__Task to complete__.
Each line from the one that contains "Your task: a point for each instance of the wispy" to the end of the material must be set down exactly, and no line before it.
'''
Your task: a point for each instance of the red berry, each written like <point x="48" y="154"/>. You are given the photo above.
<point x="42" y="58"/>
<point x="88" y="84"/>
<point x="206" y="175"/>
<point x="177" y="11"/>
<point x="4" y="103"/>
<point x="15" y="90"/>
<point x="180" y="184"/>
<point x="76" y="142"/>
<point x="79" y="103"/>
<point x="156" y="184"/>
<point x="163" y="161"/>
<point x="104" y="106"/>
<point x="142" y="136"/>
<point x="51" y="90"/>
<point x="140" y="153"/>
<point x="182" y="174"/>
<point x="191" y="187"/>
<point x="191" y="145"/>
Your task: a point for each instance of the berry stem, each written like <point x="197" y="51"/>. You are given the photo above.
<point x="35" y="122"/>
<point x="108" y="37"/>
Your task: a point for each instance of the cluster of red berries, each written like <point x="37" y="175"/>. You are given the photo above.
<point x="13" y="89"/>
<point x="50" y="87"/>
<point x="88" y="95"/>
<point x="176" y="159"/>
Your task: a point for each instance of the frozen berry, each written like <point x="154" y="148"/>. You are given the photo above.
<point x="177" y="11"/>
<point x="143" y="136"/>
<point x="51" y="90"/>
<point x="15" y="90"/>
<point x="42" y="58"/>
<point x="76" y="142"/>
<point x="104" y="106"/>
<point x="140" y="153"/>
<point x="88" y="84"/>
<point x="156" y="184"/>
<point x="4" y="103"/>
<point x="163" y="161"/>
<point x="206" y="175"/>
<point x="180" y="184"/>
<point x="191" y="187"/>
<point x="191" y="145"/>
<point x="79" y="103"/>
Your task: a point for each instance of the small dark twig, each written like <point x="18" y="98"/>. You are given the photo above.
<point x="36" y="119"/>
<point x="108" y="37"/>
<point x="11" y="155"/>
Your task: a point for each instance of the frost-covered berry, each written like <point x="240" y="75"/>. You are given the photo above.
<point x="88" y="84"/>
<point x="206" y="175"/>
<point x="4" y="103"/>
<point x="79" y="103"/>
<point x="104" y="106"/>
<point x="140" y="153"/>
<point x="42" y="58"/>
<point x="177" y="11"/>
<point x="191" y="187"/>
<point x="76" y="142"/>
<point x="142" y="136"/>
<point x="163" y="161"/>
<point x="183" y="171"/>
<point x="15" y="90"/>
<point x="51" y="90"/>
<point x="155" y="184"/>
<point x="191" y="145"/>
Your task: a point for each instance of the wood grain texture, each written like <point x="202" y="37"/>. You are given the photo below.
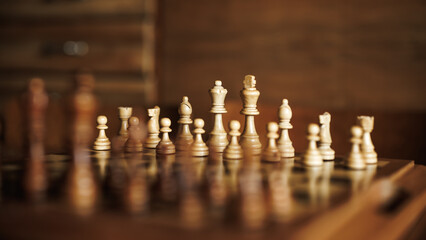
<point x="324" y="54"/>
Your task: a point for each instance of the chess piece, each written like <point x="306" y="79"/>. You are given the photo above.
<point x="284" y="143"/>
<point x="233" y="150"/>
<point x="102" y="142"/>
<point x="325" y="137"/>
<point x="355" y="159"/>
<point x="134" y="141"/>
<point x="184" y="137"/>
<point x="271" y="152"/>
<point x="367" y="147"/>
<point x="199" y="148"/>
<point x="153" y="128"/>
<point x="249" y="95"/>
<point x="165" y="146"/>
<point x="218" y="139"/>
<point x="312" y="155"/>
<point x="124" y="113"/>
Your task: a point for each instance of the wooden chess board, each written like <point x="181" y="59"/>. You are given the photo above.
<point x="293" y="197"/>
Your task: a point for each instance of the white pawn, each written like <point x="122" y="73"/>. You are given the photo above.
<point x="271" y="152"/>
<point x="355" y="159"/>
<point x="153" y="128"/>
<point x="125" y="113"/>
<point x="367" y="124"/>
<point x="102" y="142"/>
<point x="284" y="143"/>
<point x="312" y="155"/>
<point x="165" y="146"/>
<point x="325" y="137"/>
<point x="233" y="150"/>
<point x="199" y="147"/>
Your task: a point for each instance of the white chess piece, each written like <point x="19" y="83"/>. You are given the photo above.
<point x="233" y="150"/>
<point x="325" y="137"/>
<point x="271" y="152"/>
<point x="284" y="143"/>
<point x="102" y="142"/>
<point x="249" y="95"/>
<point x="367" y="147"/>
<point x="355" y="159"/>
<point x="312" y="155"/>
<point x="218" y="139"/>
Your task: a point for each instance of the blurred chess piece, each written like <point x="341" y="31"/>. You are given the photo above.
<point x="82" y="188"/>
<point x="35" y="179"/>
<point x="325" y="137"/>
<point x="153" y="128"/>
<point x="312" y="156"/>
<point x="218" y="138"/>
<point x="102" y="142"/>
<point x="284" y="143"/>
<point x="367" y="147"/>
<point x="84" y="107"/>
<point x="271" y="152"/>
<point x="249" y="96"/>
<point x="184" y="137"/>
<point x="199" y="148"/>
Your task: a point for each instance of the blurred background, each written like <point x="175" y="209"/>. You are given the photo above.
<point x="346" y="57"/>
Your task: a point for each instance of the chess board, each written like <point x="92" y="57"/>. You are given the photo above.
<point x="196" y="197"/>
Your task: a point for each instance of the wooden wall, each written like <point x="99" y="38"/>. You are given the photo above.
<point x="330" y="55"/>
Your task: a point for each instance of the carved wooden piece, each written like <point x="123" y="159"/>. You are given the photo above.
<point x="312" y="156"/>
<point x="153" y="128"/>
<point x="165" y="146"/>
<point x="355" y="159"/>
<point x="233" y="150"/>
<point x="367" y="147"/>
<point x="184" y="137"/>
<point x="271" y="153"/>
<point x="325" y="137"/>
<point x="249" y="95"/>
<point x="284" y="143"/>
<point x="102" y="142"/>
<point x="199" y="148"/>
<point x="218" y="139"/>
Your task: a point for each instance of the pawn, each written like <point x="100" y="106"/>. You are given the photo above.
<point x="102" y="142"/>
<point x="312" y="155"/>
<point x="153" y="128"/>
<point x="134" y="142"/>
<point x="367" y="147"/>
<point x="165" y="146"/>
<point x="325" y="137"/>
<point x="199" y="147"/>
<point x="271" y="152"/>
<point x="233" y="150"/>
<point x="355" y="159"/>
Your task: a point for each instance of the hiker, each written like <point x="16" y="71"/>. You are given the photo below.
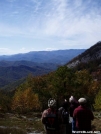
<point x="73" y="104"/>
<point x="51" y="119"/>
<point x="63" y="111"/>
<point x="83" y="116"/>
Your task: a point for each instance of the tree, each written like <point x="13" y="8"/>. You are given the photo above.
<point x="26" y="100"/>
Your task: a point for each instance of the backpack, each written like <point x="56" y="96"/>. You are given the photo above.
<point x="65" y="116"/>
<point x="51" y="121"/>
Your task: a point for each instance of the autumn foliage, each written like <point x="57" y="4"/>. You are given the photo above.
<point x="33" y="94"/>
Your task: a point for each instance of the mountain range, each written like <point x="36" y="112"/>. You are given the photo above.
<point x="89" y="59"/>
<point x="19" y="66"/>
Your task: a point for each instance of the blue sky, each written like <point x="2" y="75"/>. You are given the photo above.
<point x="36" y="25"/>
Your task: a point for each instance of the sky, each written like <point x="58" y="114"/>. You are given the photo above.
<point x="37" y="25"/>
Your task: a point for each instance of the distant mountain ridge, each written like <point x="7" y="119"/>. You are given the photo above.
<point x="56" y="56"/>
<point x="18" y="66"/>
<point x="93" y="54"/>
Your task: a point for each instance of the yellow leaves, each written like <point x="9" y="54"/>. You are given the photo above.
<point x="25" y="100"/>
<point x="97" y="104"/>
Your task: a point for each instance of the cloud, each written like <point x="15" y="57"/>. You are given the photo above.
<point x="65" y="22"/>
<point x="4" y="50"/>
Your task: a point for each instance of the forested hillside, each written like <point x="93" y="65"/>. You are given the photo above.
<point x="33" y="92"/>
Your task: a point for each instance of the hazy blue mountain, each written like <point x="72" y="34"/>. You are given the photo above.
<point x="57" y="57"/>
<point x="19" y="66"/>
<point x="90" y="56"/>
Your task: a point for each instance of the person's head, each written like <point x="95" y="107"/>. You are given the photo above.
<point x="65" y="104"/>
<point x="52" y="103"/>
<point x="71" y="99"/>
<point x="82" y="101"/>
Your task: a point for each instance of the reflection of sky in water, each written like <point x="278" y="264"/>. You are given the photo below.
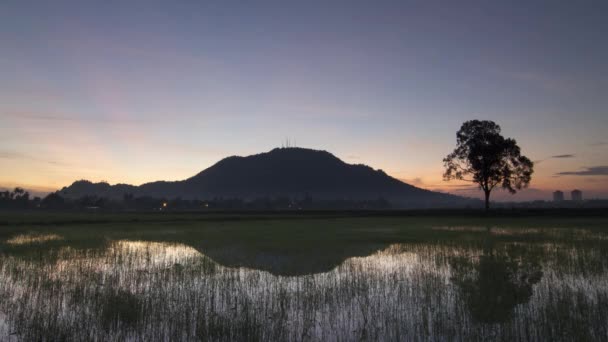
<point x="404" y="286"/>
<point x="27" y="239"/>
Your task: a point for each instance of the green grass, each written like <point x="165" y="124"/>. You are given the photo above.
<point x="185" y="276"/>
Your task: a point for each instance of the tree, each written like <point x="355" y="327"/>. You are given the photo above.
<point x="485" y="157"/>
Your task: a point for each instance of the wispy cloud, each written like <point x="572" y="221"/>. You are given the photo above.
<point x="588" y="171"/>
<point x="70" y="118"/>
<point x="20" y="156"/>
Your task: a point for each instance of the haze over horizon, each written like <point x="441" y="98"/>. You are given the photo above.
<point x="140" y="92"/>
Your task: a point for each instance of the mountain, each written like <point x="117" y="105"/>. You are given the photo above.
<point x="289" y="172"/>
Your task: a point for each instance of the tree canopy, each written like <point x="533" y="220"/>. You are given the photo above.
<point x="483" y="156"/>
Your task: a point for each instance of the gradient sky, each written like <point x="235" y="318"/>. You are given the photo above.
<point x="138" y="91"/>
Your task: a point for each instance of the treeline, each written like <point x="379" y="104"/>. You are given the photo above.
<point x="55" y="201"/>
<point x="18" y="199"/>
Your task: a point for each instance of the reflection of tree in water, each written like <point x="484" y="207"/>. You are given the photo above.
<point x="495" y="284"/>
'''
__Correct answer__.
Your task: a point for each instance of the wispy cloud, each written like <point x="572" y="221"/>. You are given the photo above.
<point x="588" y="171"/>
<point x="70" y="118"/>
<point x="20" y="156"/>
Your task: a point for each instance of the haze over horizon, each written like <point x="441" y="98"/>. You are given the photo above.
<point x="140" y="92"/>
Your task: a point for each instance of the mountain, each written like <point x="117" y="105"/>. You are given the photo above.
<point x="289" y="172"/>
Your task: a point for each instance of the tree canopy, each written like <point x="533" y="220"/>. You are given the photo above.
<point x="483" y="156"/>
Your task: a point for each instance of the gradient sky, each written like <point x="235" y="318"/>. You are given the photo above.
<point x="138" y="91"/>
Your task: a point for each instance of the treeline, each written like <point x="379" y="104"/>. You are given the photo above.
<point x="55" y="201"/>
<point x="18" y="199"/>
Your task: a point for each instance of the reflection of tree in water, each written like <point x="484" y="207"/>. You are given the photo above.
<point x="495" y="284"/>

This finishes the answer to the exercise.